§ **TAREFA A REALIZAR A**: No trecho sobre o esquecimento, em que revista o grupo de pesquisadores da UFRGS publicou o estudo?
§ **TAREFA A REALIZAR B**: Prossiga com a reportagem sobre a pesquisa do esquecimento a partir da última frase do trecho.

§ **TRECHO**:

○ ○ ○ ○ ○

14/04/2016

Pesquisa investiga o funcionamento neurobiológico do esquecimento


O que comemos no almoço há dois dias? Que par de sapatos usamos na semana passada? Esses são fatos corriqueiros que vivenciamos, mas que vamos esquecendo com o passar dos dias. A investigação dos mecanismos que atuam na formação de memórias e no esquecimento das mesmas foi tema de estudo publicado por um grupo de pesquisadores da UFRGS na Scientific Reports, revista do grupo Nature. O trabalho faz parte da pesquisa de doutorado em Neurociências de Ricardo Sachser. Orientado pelo professor Lucas de Oliveira, seu objetivo é entender como funciona o processo de esquecimento.
Os testes foram realizados com ratos de laboratório, em um experimento no qual os animais eram incentivados a memorizar a posição de obstáculos dentro de uma grande caixa em que eram colocados diariamente. “Usamos um protocolo conforme o qual os ratos formavam uma memória que, ao redor do terceiro dia, esqueciam. Fazendo uma analogia, seria como você se lembrar do que vestiu há três dias”, explica Lucas.

○ ○ ○ ○ ○

§ **DADOS PARA ANÁLISE**:

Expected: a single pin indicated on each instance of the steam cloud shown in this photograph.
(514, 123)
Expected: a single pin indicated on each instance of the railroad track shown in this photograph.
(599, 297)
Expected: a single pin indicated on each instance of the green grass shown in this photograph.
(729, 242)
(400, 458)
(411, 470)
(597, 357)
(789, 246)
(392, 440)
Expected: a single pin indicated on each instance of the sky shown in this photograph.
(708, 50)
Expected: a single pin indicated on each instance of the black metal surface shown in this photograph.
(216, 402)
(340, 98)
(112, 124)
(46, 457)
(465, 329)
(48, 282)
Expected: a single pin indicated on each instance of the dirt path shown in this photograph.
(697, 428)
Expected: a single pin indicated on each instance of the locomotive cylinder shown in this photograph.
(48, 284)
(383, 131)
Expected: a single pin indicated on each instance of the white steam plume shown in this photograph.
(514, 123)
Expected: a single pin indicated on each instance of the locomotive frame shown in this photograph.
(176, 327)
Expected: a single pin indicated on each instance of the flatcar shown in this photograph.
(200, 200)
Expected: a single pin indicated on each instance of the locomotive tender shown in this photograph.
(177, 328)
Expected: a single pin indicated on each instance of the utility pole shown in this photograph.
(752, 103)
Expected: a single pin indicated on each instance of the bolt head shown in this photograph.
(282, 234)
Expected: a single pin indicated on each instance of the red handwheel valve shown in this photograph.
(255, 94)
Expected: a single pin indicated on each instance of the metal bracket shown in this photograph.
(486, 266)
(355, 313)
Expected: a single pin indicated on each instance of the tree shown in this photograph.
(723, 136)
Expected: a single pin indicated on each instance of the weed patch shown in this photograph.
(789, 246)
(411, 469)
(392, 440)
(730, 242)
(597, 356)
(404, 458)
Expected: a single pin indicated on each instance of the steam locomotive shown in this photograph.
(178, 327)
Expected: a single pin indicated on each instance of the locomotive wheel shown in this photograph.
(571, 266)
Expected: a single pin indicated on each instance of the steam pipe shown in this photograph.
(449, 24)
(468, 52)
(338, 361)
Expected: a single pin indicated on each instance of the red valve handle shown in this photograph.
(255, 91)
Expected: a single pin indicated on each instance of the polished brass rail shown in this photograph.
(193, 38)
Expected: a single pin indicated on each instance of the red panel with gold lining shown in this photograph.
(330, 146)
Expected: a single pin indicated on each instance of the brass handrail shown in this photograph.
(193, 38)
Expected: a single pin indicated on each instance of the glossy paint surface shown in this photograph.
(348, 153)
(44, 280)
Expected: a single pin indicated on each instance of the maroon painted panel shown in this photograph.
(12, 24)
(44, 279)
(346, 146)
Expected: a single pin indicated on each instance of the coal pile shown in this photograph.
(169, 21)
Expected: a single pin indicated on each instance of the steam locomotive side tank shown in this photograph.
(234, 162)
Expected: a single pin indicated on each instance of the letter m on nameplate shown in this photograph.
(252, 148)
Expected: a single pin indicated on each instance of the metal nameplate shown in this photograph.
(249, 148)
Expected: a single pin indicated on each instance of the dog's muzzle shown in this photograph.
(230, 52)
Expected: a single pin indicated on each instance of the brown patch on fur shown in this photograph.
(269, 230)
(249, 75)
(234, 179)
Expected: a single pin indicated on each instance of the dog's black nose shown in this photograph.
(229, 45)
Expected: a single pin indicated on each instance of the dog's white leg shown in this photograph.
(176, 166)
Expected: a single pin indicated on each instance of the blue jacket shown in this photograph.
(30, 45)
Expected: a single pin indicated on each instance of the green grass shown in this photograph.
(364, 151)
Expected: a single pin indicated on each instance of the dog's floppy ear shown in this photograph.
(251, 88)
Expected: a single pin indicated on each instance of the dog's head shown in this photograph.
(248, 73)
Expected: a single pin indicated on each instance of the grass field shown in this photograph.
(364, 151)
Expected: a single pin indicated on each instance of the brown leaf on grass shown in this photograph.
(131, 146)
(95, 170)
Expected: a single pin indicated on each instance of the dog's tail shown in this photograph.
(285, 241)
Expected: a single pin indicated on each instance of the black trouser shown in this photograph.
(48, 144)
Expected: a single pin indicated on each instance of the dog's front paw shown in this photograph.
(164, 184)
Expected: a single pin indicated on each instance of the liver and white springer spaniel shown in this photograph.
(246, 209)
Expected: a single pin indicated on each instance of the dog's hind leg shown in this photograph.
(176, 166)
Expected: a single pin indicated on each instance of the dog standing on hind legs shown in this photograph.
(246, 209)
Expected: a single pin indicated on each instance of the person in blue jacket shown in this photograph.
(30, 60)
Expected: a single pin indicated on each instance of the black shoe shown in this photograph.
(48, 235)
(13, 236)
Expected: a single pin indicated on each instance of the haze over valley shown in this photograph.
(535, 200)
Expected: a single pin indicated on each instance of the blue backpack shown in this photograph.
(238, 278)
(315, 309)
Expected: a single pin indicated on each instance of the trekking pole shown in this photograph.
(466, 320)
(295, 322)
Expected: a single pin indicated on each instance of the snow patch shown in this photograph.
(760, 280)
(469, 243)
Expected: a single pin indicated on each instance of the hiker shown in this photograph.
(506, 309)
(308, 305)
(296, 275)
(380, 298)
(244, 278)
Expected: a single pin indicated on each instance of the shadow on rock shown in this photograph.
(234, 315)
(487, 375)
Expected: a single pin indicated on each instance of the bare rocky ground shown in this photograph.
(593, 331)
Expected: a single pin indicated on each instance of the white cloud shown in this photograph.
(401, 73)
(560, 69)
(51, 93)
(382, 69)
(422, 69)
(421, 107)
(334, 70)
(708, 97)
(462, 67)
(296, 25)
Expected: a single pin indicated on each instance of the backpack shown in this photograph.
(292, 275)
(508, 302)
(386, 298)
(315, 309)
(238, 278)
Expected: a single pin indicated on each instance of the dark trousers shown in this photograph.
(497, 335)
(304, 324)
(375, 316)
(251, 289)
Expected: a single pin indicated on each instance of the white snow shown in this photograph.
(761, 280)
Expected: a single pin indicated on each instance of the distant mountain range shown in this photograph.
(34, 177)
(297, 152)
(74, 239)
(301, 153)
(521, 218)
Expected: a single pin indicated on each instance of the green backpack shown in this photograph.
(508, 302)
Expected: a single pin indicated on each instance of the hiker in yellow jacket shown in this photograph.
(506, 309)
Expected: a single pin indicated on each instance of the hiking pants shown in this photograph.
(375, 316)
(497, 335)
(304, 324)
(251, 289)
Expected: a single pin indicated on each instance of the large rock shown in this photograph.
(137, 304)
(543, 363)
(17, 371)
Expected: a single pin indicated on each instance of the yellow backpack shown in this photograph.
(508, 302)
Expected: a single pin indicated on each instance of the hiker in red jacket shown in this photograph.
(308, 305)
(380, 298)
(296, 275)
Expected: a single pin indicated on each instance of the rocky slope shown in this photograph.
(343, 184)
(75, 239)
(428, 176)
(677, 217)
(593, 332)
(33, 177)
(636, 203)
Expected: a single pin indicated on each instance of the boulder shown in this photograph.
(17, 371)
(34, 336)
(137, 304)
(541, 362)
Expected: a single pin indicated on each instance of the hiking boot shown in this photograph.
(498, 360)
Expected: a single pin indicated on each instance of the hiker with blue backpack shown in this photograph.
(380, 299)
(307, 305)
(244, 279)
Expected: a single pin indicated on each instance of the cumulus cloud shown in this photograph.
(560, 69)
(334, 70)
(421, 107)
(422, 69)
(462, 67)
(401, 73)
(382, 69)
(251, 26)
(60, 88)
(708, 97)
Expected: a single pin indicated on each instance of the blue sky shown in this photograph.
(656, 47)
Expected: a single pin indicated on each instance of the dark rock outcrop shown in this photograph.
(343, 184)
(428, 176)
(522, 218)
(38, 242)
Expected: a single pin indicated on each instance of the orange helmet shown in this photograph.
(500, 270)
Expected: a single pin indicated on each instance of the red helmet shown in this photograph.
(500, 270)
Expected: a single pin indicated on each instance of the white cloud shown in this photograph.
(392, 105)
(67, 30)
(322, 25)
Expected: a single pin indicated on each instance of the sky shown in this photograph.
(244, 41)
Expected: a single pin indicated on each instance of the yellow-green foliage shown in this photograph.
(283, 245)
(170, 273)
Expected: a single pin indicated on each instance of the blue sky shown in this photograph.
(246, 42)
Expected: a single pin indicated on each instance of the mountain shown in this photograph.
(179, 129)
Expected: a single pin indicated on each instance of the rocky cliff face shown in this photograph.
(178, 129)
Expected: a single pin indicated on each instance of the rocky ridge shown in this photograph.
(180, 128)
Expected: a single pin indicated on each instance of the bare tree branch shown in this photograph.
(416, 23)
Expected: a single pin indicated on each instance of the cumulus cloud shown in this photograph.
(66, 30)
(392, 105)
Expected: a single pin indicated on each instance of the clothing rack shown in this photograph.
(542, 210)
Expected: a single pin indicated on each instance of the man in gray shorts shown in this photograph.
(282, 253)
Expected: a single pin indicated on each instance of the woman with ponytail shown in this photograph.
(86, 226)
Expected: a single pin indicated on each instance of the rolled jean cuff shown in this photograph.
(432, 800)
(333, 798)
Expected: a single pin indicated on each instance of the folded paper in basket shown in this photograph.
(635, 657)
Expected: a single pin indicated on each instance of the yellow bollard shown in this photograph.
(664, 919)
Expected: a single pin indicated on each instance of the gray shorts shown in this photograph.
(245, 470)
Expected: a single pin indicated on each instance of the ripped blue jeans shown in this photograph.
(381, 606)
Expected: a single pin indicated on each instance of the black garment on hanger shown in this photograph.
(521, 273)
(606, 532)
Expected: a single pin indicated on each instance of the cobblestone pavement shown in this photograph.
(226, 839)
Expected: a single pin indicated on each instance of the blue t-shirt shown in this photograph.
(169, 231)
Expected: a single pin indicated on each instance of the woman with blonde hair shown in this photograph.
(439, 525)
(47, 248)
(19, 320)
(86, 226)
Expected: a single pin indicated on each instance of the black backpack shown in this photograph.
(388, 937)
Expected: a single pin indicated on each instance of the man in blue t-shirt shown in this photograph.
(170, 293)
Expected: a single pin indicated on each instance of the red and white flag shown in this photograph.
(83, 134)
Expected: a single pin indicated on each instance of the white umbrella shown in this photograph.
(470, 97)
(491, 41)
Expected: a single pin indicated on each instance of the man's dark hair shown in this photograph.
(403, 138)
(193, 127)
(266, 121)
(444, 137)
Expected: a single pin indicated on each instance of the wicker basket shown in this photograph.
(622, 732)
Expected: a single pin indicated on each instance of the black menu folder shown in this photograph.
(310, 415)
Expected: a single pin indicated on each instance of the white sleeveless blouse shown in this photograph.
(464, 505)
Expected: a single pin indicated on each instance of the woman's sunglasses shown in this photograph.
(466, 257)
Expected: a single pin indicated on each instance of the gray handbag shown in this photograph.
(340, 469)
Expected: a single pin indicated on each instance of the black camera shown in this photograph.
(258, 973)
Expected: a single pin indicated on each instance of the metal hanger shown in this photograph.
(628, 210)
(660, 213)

○ ○ ○ ○ ○

§ **RESPOSTA ESPERADA A**: Na Scientific Reports, revista do grupo Nature.

§ **RESPOSTA ESPERADA B**:
Papel do cálcio na estabilização da memória e no seu esquecimento
Conforme os estudos, o cálcio (Ca²+) é o grande responsável pela formação tanto da memória quanto do esquecimento. “Ele é um sinalizador que ativa uma série de cascatas. Dependendo da sua localização e concentração, pode estar envolvido em formar memórias ou em esquecê-las”, comenta Lucas. Todo esse processo de memorização acontece nos dendritos dos neurônios, na região do cérebro denominada hipocampo.
Segundo Ricardo, o cálcio coordena, num primeiro momento, o processo de estabilização da membrana do neurônio, mas também atua nos processos de desestabilização. “No momento de gravar uma informação, é necessária a entrada de cálcio”, relata. Porém, a grande quantidade desse íon leva ao processo do esquecimento, devido à desestabilização que ele provoca. A substância entra e sai da célula pelos receptores de cálcio, que são meios fixos na membrana, ou pelas enzimas ativas, que não são fixas, como a calcineurina. “Não importa de onde o cálcio venha. Após a estabilidade da memória, se ele entra, ele desestabiliza”, comenta Ricardo.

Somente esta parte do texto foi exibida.